> Goal
Reproduce the following data verbatim in full, omitting the pictures.
-- Start --
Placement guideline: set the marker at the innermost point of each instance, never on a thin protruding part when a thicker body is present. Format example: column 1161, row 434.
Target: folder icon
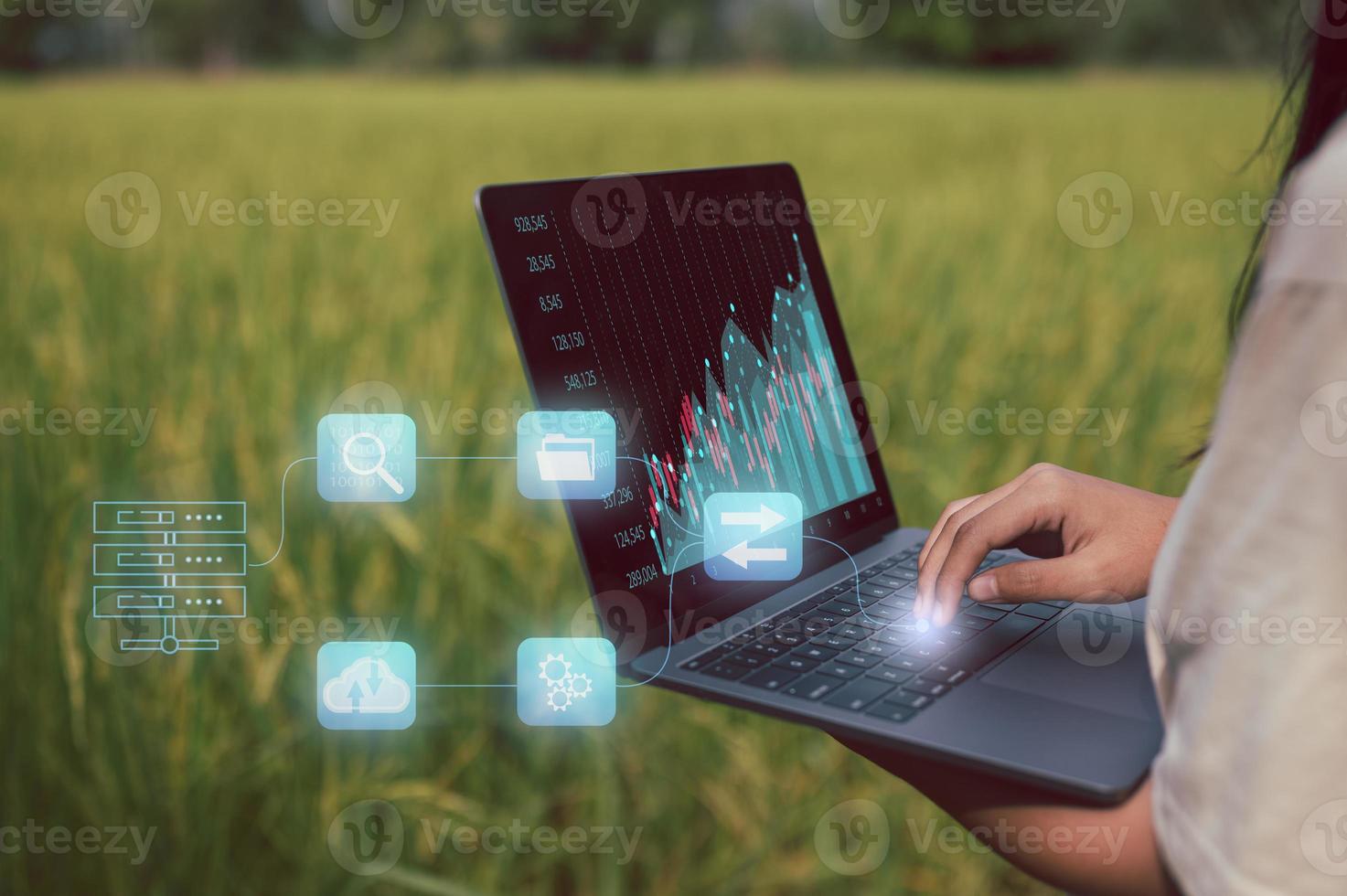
column 566, row 460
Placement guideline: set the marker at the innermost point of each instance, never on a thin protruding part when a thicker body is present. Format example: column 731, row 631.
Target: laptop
column 695, row 309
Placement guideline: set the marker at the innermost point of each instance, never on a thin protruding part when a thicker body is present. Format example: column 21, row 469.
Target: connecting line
column 669, row 650
column 854, row 568
column 283, row 477
column 641, row 460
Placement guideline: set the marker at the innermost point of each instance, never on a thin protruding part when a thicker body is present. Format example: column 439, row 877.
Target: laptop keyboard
column 865, row 653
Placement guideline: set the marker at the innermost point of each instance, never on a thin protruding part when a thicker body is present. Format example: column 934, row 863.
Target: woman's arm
column 1096, row 542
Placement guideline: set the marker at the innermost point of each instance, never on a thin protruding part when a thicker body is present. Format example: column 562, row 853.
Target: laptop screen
column 694, row 309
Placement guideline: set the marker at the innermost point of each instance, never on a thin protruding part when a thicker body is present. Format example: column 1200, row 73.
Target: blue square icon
column 754, row 537
column 367, row 457
column 566, row 454
column 367, row 685
column 566, row 682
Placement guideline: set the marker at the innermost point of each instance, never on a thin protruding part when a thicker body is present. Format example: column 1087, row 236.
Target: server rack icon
column 174, row 560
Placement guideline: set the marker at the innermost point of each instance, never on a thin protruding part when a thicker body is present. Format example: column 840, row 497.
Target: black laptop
column 695, row 309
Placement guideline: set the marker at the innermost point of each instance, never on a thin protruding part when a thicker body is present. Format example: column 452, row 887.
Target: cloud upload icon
column 367, row 685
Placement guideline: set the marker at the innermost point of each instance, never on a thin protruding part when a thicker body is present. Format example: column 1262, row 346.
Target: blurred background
column 190, row 357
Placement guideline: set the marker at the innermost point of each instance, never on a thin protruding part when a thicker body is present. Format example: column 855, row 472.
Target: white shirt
column 1246, row 629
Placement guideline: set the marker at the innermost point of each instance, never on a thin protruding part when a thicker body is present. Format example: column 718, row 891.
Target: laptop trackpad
column 1090, row 657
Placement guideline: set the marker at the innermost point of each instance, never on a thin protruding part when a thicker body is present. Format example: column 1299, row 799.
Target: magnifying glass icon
column 369, row 469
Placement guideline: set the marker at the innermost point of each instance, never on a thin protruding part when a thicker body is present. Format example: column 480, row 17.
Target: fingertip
column 984, row 588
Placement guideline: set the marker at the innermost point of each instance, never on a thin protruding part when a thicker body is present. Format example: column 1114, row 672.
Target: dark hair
column 1316, row 93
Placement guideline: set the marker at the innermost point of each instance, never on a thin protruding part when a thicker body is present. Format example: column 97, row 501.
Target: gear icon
column 560, row 699
column 581, row 685
column 555, row 670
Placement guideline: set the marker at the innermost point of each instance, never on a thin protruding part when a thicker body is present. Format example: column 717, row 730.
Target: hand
column 1098, row 538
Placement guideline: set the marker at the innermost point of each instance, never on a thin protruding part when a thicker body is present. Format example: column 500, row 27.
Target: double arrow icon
column 764, row 519
column 754, row 537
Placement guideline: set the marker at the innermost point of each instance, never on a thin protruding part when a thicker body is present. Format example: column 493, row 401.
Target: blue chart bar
-- End --
> Answer to this problem
Placement guideline: set the marker at the innermost point of each instance, never on a thin protruding part when a thicker body is present. Format example: column 1161, row 434.
Target: folder icon
column 566, row 460
Placement guideline: set the marker at the innermost point of each instance, never on a thin protruding part when a thicker body is present. Format example: column 731, row 631.
Target: laptop
column 695, row 309
Placement guideline: set the marker at the innermost point of each instance, never on a thin protruding part when a thicker body is present. Format example: column 21, row 469.
Target: connecting line
column 669, row 650
column 854, row 568
column 283, row 477
column 641, row 460
Placement guideline: set the marker at the innermost point of each instance, never on a thin protruding part when a thicker body is present. Format example: column 439, row 877.
Target: laptop keyboard
column 865, row 653
Placement guideline: set the marker at the innermost point of each instance, never on a thin protruding part when a thicker body is present. Format example: column 934, row 863.
Target: woman's arm
column 1096, row 542
Placement guideline: set the marker at the innermost point of each instance, never on a thin protruding part when a thicker body is present. Format example: column 562, row 853.
Target: laptop screen
column 694, row 309
Placement guideline: set the marker at the innermost point of each instance, never on a thin protruding part when a thicker body is present. Format example: column 1200, row 73.
Target: blue square icon
column 754, row 537
column 367, row 457
column 566, row 454
column 367, row 685
column 566, row 682
Placement guideline: set the marker at the innermost point of each instance, never on a thin protruding part when a thicker body is present. Format example: column 1087, row 236.
Target: server rack icon
column 174, row 560
Placement guideline: set the marker at the innermost point of each instance, never on a thin protruding part when a thicker body is present. Format example: column 840, row 497.
Target: black laptop
column 695, row 309
Placement guideline: set the marker at the innermost point of each instance, never on a thin protruding part when a thicker body is present. Format example: column 452, row 887.
Target: cloud upload icon
column 367, row 685
Placement guideline: set the marker at the innermost point of each instance, never on a thin protruding part when a thicker body is present. Format example: column 1262, row 346.
Target: blurred background
column 190, row 357
Placement guideline: set the marker at the innermost point of each instance, never on a thin protruding part when a thicker body is present. Format example: column 855, row 472.
Target: white shirt
column 1246, row 629
Placement guideline: set the marker at the innermost point of each instance, never on a thin protruding part when a thicker body is present. Format example: column 718, row 891.
Target: laptop trackpad
column 1090, row 657
Placement guideline: set the marker at the innermost point of each instance, never on a thin protruding part when a thicker body is present. Format example: column 1299, row 799.
Target: magnifying glass icon
column 369, row 469
Placement guideline: set the marker at the innermost point of each instance, never on a thin protruding part when a thicker body is present. Format example: column 480, row 17.
Target: fingertip
column 984, row 588
Placement guideline: set the marker at the innermost point of each instance, never on a thin protruding part when a thicker body is present. Format example: column 1114, row 672.
Target: dark hair
column 1316, row 93
Placement guideline: set the marker at the innermost point of each instance, never on a thin protruding part when a thicker body is present. Format example: column 97, row 501.
Target: gear icon
column 560, row 699
column 581, row 685
column 555, row 670
Placement guideline: set the marker at the innermost point of each instance, never on a thin protruding part when a thicker body is present. Format example: column 717, row 730.
Target: hand
column 1098, row 538
Placement guideline: set the marker at the innermost point of each instance, never on a thin protruding part when a thicker body is present. Format example: column 500, row 27.
Target: double arrow icon
column 764, row 519
column 754, row 537
Placement guideline: set the marker at the innermost point of each instance, never on a thin protruding part when a thicker body is present. Format example: column 493, row 401.
Target: blue chart bar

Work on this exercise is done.